## [Data extracts]

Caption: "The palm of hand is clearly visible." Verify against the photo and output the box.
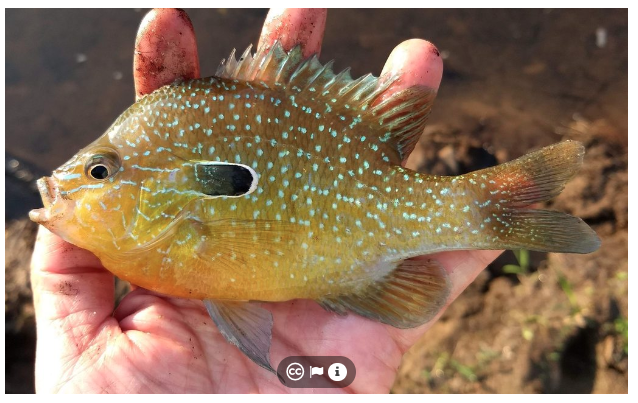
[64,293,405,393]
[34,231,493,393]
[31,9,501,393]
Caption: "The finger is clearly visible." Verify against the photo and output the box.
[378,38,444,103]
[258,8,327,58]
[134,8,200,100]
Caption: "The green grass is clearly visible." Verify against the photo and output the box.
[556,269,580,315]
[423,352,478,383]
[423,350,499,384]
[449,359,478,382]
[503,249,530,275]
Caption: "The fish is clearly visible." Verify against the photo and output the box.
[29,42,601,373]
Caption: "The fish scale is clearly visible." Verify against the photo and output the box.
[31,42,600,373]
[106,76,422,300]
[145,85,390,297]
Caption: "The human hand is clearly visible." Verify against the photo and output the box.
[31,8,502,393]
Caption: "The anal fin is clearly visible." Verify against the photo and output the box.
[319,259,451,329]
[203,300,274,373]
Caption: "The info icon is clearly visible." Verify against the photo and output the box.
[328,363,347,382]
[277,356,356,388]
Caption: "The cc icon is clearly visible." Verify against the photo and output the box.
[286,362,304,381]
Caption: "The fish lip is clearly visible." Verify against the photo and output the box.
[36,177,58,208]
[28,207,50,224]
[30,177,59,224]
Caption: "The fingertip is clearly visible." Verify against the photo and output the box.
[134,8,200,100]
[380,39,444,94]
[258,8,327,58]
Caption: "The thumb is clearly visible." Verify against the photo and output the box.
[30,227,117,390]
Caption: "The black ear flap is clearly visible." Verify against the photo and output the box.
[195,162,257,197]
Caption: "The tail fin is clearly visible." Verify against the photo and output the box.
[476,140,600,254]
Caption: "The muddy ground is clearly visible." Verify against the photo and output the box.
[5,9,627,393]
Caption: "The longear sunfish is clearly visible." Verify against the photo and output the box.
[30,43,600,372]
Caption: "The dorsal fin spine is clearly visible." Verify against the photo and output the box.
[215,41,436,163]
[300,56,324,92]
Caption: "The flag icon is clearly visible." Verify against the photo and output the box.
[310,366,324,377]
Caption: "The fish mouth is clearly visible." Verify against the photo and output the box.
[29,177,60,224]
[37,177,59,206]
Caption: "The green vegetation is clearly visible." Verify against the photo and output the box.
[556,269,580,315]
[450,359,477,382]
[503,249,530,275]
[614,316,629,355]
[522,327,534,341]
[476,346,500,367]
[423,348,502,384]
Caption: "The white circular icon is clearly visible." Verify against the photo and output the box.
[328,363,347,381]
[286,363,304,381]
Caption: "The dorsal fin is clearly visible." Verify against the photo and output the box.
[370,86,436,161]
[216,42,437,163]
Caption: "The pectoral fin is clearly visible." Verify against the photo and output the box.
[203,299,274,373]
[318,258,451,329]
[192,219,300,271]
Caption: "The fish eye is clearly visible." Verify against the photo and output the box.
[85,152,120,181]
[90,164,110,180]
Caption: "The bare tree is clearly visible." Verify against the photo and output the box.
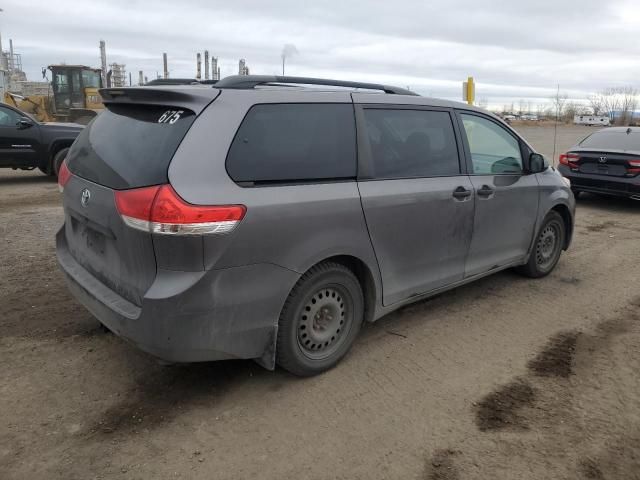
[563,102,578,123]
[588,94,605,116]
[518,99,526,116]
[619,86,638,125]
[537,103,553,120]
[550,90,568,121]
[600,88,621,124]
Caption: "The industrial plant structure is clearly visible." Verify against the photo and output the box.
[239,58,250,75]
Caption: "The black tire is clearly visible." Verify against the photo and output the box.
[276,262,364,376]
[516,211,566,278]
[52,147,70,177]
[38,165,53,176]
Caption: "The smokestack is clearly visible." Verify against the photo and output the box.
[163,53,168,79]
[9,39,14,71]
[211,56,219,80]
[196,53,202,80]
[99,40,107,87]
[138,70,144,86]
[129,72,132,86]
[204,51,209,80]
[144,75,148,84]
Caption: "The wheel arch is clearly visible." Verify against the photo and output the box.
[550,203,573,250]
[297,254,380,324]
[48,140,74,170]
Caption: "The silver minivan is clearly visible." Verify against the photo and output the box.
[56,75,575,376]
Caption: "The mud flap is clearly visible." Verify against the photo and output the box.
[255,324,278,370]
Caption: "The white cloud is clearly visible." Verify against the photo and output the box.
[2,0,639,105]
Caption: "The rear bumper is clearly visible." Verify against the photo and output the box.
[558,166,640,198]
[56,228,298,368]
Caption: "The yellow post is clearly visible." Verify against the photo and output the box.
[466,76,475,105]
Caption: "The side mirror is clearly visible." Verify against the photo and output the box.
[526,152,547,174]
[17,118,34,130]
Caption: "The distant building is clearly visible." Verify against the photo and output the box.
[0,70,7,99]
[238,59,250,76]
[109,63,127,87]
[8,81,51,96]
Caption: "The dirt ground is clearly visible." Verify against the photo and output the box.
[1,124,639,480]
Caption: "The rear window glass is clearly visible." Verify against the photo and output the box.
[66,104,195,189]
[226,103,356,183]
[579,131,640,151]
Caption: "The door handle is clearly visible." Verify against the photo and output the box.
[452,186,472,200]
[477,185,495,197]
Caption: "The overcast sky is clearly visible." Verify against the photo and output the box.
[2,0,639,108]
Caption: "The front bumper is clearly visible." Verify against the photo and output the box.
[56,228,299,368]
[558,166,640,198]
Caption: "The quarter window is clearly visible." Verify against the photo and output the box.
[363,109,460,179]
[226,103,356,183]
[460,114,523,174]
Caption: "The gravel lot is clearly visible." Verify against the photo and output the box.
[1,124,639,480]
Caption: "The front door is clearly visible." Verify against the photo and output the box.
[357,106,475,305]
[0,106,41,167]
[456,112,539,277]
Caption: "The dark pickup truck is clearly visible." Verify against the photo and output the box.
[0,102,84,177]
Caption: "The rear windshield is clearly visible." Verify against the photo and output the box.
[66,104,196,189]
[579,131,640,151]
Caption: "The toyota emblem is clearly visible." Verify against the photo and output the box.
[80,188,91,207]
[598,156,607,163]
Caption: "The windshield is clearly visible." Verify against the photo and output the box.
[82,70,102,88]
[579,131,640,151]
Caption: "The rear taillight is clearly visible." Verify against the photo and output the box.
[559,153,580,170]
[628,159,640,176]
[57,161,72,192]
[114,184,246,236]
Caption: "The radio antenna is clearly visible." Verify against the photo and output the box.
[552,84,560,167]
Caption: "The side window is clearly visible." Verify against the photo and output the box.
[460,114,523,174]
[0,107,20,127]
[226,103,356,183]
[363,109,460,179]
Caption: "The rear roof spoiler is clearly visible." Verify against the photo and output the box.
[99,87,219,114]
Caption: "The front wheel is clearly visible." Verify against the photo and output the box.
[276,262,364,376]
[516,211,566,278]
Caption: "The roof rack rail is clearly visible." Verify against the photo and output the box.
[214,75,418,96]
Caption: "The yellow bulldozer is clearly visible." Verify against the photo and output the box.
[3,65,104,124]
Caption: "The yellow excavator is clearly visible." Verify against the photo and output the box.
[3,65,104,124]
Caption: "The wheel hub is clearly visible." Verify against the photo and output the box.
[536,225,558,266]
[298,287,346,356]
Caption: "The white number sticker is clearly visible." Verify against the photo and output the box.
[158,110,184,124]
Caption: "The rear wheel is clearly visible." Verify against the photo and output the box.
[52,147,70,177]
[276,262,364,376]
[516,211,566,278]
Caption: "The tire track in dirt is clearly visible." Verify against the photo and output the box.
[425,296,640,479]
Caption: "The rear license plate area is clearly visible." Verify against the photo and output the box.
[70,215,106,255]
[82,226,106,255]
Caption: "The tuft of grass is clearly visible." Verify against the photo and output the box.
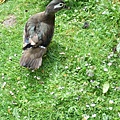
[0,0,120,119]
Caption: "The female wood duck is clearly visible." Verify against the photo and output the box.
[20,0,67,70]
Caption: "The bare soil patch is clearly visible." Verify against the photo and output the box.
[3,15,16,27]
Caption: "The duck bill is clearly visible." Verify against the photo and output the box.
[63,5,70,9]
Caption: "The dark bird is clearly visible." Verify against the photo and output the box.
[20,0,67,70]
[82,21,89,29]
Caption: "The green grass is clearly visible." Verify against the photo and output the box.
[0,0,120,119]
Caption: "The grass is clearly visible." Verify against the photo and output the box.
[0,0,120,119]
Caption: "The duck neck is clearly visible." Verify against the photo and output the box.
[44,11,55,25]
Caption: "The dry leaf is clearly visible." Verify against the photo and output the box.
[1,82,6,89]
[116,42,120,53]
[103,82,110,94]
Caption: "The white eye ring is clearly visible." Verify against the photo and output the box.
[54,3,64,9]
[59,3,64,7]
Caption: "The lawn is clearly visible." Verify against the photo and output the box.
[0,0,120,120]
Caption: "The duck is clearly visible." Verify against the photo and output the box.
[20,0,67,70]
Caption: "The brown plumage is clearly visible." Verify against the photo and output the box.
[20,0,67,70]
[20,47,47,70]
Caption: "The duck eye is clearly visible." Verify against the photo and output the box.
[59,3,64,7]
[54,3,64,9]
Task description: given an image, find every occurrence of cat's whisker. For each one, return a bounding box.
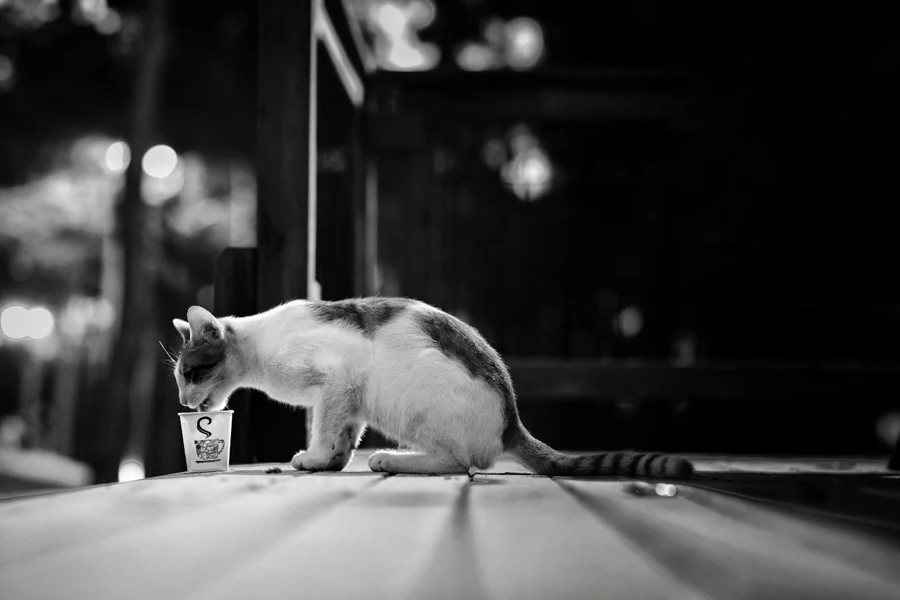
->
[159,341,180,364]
...
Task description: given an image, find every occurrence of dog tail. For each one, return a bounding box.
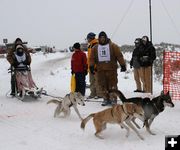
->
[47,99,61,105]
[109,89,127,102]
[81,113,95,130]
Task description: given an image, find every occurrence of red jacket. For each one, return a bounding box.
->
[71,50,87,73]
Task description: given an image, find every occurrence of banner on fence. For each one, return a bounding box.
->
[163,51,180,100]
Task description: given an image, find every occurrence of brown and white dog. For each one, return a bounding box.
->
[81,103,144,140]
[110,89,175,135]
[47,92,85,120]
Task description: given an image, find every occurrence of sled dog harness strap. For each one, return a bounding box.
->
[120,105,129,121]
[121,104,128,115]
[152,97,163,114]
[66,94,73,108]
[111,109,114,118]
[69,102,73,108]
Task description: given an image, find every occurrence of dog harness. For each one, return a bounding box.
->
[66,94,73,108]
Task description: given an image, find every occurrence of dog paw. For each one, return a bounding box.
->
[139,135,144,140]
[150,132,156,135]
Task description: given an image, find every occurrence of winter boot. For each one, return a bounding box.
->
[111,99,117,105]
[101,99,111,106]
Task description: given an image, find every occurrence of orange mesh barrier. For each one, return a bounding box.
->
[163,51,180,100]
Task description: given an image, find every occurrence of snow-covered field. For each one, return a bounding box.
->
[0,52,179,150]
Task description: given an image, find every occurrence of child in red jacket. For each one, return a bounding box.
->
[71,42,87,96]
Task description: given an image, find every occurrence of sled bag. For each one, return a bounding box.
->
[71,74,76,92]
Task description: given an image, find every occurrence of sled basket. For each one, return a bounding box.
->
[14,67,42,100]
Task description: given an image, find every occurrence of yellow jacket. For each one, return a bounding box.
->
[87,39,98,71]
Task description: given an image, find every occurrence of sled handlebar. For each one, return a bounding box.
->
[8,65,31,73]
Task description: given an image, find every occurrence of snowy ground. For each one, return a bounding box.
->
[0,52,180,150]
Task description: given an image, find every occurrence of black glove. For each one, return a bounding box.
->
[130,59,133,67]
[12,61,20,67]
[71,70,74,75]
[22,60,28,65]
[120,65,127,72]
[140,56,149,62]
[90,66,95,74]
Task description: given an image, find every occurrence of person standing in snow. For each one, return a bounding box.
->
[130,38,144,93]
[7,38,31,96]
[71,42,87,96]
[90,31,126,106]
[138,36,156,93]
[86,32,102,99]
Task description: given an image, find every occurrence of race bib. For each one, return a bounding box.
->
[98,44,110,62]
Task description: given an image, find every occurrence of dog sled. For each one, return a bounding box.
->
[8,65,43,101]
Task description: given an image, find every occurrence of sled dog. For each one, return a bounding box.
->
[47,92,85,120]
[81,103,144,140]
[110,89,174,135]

## [Required work]
The string "sled" marks the lines to copy; report each of them from the data above.

## [Written solution]
Task description: given an image, find every occurrence of sled dog harness strap. For each one, return a bounding box.
Task description: given an image, find every occurrence of sled bag. For each one, return a bounding box.
Task description: given an image, find every occurrence of sled basket. For each one, return a bounding box.
Task description: given an image, find every occurrence of sled handlebar. For each one, return a bounding box.
Task description: given an image, find every occurrence of dog sled. For each one, return a bounding box.
Task description: given an image, find every occurrence of sled dog. For each one, return a bounding box.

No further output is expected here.